- Work to do: Identify every line in the records below that contains the word "each", and copy those lines. Treat uppercase and lowercase as distinct.

──────── Material ────────

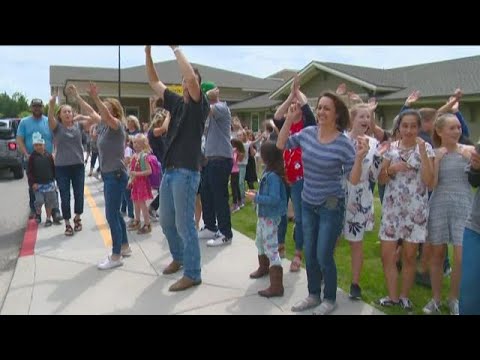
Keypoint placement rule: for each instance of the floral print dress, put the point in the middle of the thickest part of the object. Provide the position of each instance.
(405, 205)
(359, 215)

────────
──────── Material ────────

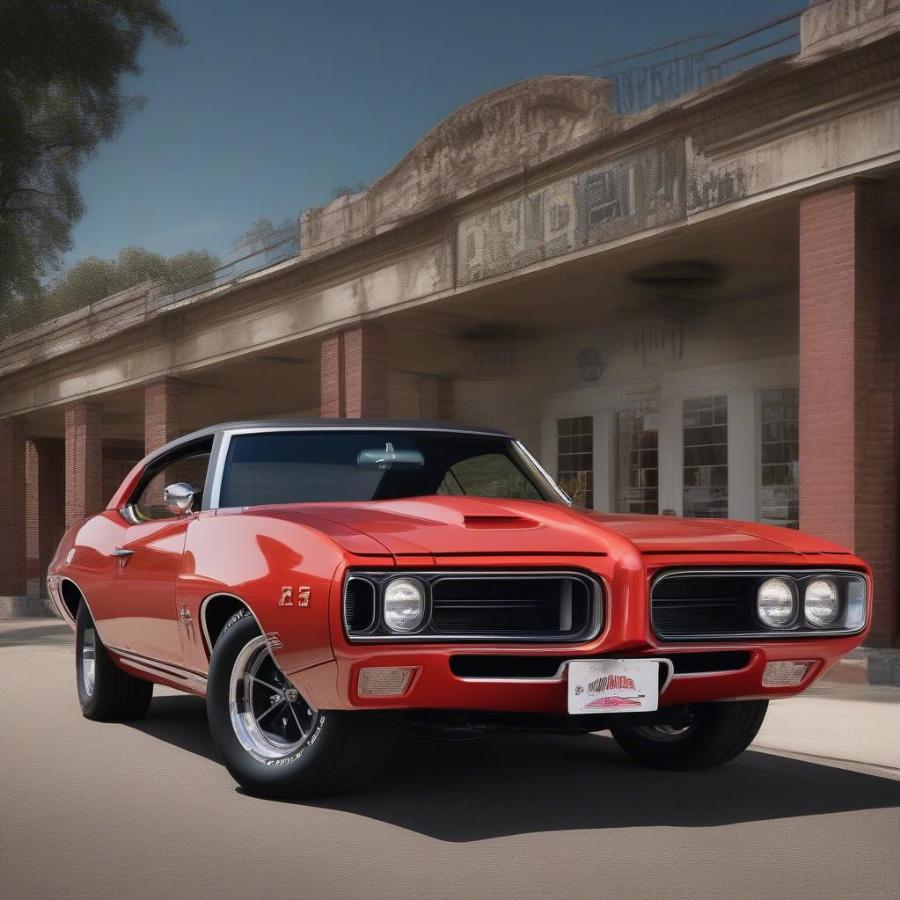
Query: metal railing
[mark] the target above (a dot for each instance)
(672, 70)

────────

- The solution:
Keypoint placement rule: for each instance of the floral print dress, put the point in the middle of the thickest part of the object. Provide the position of each instance.
[mark] the target above (a dot for each instance)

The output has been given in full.